> _Given request_:
Transcribe the tail of the listing: start at the line containing "target | red shoe" and stop after the last line, keeping every character as is and adding nothing.
[Begin Records]
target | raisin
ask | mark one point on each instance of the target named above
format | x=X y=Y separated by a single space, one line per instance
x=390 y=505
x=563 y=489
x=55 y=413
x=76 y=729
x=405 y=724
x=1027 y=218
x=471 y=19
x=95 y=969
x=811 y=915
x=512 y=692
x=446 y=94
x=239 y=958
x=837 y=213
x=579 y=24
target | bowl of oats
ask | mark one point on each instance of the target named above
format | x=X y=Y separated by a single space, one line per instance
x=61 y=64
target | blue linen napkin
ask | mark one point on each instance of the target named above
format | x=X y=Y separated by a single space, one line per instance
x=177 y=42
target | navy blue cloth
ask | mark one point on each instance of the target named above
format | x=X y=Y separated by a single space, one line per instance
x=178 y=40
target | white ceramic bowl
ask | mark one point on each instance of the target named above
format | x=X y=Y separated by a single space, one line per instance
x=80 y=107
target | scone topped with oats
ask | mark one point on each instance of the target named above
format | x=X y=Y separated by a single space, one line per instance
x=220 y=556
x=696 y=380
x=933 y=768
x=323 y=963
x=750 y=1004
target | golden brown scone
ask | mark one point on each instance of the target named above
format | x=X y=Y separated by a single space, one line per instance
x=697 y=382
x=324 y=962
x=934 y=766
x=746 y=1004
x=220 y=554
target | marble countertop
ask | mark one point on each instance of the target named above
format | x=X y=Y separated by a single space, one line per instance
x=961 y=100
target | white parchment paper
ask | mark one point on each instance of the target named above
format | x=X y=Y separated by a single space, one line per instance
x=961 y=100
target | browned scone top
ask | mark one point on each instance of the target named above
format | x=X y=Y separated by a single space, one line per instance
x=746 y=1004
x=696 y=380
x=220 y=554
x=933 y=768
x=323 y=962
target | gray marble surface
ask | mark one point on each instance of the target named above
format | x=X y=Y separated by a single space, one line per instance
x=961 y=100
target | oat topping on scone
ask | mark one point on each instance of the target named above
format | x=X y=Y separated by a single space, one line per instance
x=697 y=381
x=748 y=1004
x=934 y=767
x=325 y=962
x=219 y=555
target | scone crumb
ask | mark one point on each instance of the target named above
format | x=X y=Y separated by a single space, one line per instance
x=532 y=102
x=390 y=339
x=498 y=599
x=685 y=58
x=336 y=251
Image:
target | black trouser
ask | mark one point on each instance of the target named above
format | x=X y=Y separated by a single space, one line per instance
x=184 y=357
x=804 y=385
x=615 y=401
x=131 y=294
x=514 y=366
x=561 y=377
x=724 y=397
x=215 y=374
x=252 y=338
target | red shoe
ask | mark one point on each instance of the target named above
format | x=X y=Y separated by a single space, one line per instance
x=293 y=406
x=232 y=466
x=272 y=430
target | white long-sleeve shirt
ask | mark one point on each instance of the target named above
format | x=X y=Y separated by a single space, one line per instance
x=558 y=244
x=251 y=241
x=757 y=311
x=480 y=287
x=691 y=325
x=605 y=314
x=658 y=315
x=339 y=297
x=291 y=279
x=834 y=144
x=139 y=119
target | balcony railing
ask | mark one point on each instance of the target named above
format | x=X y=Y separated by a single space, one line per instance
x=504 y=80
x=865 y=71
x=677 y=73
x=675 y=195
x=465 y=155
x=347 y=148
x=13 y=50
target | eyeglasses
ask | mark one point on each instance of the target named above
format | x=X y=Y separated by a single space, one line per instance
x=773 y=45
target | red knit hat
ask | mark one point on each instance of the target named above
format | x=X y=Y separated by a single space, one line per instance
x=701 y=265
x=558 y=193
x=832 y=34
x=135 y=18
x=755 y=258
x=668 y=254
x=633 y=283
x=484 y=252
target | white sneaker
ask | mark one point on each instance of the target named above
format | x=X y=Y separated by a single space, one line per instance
[End Records]
> _Finished answer_:
target | red shoe
ask | mark one point on each instance of the target named above
format | x=X y=Y separated by a single space, one line per instance
x=293 y=406
x=232 y=466
x=272 y=430
target | white long-sleeve shirt
ask | mark one point on each instance of the target named above
format | x=X y=Y separated by a single space, one line per instance
x=558 y=244
x=251 y=241
x=757 y=311
x=480 y=287
x=691 y=325
x=605 y=314
x=658 y=315
x=339 y=297
x=291 y=279
x=834 y=144
x=139 y=119
target | balcony railing
ask | mark one point on each instance of the target named above
format | x=X y=Y separated by a single space, one line per instance
x=504 y=80
x=865 y=71
x=677 y=73
x=675 y=195
x=465 y=155
x=347 y=148
x=13 y=50
target | eyeglasses
ask | mark one point on each instance of the target named above
format | x=X y=Y separated by a single space, one line per instance
x=773 y=45
target | red knit hat
ask | mark one point on each instance of the target named above
format | x=X y=Y separated by a single space, one line per instance
x=701 y=265
x=558 y=193
x=832 y=34
x=135 y=18
x=755 y=258
x=668 y=254
x=633 y=283
x=484 y=252
target | white sneaker
ask | mark one point on each instance of the target named above
format | x=X y=Y separated by a single space, one line per instance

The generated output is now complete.